Stored entries
= = =
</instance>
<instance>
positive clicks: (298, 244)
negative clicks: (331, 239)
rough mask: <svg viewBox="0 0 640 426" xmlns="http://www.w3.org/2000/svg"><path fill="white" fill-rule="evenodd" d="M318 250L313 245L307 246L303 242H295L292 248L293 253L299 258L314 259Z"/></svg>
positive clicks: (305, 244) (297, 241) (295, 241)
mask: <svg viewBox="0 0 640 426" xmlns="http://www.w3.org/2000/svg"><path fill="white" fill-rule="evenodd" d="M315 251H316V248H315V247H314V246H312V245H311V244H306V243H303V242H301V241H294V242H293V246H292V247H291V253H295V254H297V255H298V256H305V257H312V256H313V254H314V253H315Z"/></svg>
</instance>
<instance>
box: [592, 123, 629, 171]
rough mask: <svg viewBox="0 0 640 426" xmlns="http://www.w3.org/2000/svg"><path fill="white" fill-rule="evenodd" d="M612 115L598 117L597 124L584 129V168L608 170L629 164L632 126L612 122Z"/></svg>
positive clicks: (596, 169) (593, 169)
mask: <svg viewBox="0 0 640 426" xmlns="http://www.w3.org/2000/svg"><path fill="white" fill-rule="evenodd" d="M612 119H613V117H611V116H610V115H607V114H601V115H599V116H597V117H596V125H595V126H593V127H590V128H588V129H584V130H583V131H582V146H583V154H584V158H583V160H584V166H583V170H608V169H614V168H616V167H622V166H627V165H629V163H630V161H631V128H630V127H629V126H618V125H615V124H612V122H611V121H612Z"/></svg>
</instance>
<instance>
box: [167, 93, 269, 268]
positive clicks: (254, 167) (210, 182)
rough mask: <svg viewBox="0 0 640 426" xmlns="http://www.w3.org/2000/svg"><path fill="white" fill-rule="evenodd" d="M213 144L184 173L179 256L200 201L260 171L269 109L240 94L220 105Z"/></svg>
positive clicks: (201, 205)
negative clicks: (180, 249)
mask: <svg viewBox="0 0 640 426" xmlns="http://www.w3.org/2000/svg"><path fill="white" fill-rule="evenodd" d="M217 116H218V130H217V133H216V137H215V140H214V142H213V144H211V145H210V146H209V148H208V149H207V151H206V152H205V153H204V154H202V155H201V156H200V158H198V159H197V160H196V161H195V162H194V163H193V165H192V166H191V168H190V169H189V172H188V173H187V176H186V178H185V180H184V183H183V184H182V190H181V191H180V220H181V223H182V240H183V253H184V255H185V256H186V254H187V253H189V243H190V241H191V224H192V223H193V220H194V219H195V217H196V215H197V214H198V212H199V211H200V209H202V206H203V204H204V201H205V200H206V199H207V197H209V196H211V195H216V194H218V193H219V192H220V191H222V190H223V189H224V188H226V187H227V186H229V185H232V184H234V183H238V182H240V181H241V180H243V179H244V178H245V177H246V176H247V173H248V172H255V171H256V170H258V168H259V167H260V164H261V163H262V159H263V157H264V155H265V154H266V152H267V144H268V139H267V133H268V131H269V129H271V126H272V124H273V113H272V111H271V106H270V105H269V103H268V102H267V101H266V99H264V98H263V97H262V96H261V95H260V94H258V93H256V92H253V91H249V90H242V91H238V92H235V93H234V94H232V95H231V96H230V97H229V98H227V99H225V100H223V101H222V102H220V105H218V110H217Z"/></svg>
= = =
Quote exactly the first line of the data and every line after it through the one holding "250L313 245L307 246L303".

Response for this exercise:
</instance>
<instance>
positive clicks: (298, 244)
negative clicks: (331, 239)
rough mask: <svg viewBox="0 0 640 426" xmlns="http://www.w3.org/2000/svg"><path fill="white" fill-rule="evenodd" d="M318 250L313 245L307 246L303 242H295L292 248L293 253L299 258L314 259Z"/></svg>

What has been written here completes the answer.